▸ SEZIONE DOCUMENTO

The Elder Scrolls V: Skyrim: Il mondo oltre lo schermo - Speciale
Otto anni e innumerevoli riedizioni dopo, indaghiamo il mistero di The Elder Scrolls V: Skyrim, ovvero come mai non smette di affascinare.
a cura di Adriano Di Medio
Redattore
Informazioni sul prodotto
- Sviluppatore: Bethesda Softworks
- Produttore: Bethesda
- Distributore: Koch Media
- Piattaforme: PC , PS4 , XONE , SWITCH , PS3 , X360
- Generi: Gioco di Ruolo
- Data di uscita: 11 Novembre 2011 - 28 ottobre 2016 (Special Edition) - 17 novembre 2017 (Switch) - 17 Novembre 2017 PS VR
È stato lanciato in tutto il mondo l’11 novembre 2011, prendendosi di prepotenza la scena videoludica natalizia di quell’anno e sancendo il ritorno del fantasy più “genuino”. The Elder Scrolls V: Skyrim è stato tutto questo e anche di più, e il suo clamoroso successo ha spinto sia gli Elder Scrolls sulla scena del nazionalpopolare videoludico, sia ha dato origine a una quantità di edizioni, conversioni e riedizioni da non essere praticamente mai finito. Otto anni dopo siamo qui per indagare un mistero banale ma irrisolto: come mai Skyrim non ci abbia ancora stufato.
Talos, Cesare e diversi altri jarl sotto
Non siamo qui per parlare di come funziona The Elder Scrolls V: Skyrim. Oltre che ridondante, sarebbe il modo migliore per indispettire ogni appassionato (piccolo e grande) che dal 2011 ancora si immerge nell’opera Bethesda. Molto più interessante notare come sia stato gestito il cambio di contesto e l’avanzamento storico della “trama generale” degli Elder Scrolls. Ci troviamo sempre nell’impero di Tamriel, circa due secoli dopo The Elder Scrolls IV: Oblivion. In contrasto con lo splendore minacciato di Cyrodill (simboleggiato dalla grande Città Imperiale) la situazione dell’Impero non è delle migliori. Tamriel ha infatti perso malamente una guerra con il vicino regno degli Alti Elfi, con il quale ha dovuto firmare lo svantaggioso Concordato Oro Bianco. Una pace dal sapore di resa, in quanto ha costretto Tamriel alla cessione di quasi un’intera provincia (Hammerfell) agli Elfi e la proibizione del culto di Talos.

▸ DETTAGLI ESERCIZIO
Riscrivi l'articolo su Skyrim cominciando dalle parole "The Elder Scrolls V: Skyrim: Il" e fermandoti dopo "smette di affascinare.", sostituendo ogni "Skyrim" con "Morrowind". Le voci riportate più avanti non hanno alcun ruolo in questo lavoro.

▸ MATERIALE FORNITO

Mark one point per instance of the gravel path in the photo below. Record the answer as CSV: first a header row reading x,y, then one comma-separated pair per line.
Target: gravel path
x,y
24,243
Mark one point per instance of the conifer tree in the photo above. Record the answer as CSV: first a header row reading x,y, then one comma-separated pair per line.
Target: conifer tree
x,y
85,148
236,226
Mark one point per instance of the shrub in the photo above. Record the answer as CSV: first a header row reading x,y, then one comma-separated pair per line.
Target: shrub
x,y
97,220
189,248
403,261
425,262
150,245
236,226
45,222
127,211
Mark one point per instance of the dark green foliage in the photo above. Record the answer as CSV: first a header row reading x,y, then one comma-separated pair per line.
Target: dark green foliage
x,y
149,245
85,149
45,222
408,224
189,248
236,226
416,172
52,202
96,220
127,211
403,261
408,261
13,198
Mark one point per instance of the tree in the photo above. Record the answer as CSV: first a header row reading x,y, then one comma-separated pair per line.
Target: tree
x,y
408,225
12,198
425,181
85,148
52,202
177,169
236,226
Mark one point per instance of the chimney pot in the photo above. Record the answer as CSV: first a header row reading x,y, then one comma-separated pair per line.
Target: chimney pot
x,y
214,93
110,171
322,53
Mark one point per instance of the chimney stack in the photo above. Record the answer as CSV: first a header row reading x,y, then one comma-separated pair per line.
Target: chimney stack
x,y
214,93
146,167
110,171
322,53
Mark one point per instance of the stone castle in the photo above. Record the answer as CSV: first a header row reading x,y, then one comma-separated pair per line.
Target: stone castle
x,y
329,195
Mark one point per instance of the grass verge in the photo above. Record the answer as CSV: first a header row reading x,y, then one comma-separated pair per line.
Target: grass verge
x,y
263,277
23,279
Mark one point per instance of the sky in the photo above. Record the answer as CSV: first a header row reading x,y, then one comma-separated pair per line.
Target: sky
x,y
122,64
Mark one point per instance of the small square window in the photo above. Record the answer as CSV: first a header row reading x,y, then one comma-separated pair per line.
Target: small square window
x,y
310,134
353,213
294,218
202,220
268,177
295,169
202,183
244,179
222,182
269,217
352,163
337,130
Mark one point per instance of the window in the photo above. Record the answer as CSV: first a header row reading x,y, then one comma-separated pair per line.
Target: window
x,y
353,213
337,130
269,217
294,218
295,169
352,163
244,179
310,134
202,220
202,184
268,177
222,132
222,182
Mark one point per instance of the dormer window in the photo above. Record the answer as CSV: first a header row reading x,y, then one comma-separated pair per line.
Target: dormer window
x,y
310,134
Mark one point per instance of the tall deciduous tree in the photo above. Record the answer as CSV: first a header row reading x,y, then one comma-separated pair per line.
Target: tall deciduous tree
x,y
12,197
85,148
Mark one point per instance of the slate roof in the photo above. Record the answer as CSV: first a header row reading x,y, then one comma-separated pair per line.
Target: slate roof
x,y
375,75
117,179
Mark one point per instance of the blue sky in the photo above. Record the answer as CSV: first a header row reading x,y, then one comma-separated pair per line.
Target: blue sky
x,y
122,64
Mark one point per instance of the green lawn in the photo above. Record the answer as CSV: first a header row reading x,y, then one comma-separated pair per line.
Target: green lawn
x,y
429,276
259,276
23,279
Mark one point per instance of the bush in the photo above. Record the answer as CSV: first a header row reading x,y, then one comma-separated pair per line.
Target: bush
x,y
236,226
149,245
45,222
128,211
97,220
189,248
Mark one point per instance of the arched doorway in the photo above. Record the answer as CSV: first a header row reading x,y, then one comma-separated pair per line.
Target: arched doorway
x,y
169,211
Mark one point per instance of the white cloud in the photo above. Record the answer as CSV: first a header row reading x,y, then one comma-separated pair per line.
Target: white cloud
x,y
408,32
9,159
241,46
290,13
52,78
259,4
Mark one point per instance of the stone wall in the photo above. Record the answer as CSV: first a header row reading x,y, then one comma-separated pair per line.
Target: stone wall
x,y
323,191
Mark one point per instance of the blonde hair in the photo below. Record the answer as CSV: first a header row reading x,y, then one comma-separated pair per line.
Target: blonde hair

▸ RISPOSTA
The Elder Scrolls V: Morrowind: Il mondo oltre lo schermo - Speciale
Otto anni e innumerevoli riedizioni dopo, indaghiamo il mistero di The Elder Scrolls V: Morrowind, ovvero come mai non smette di affascinare.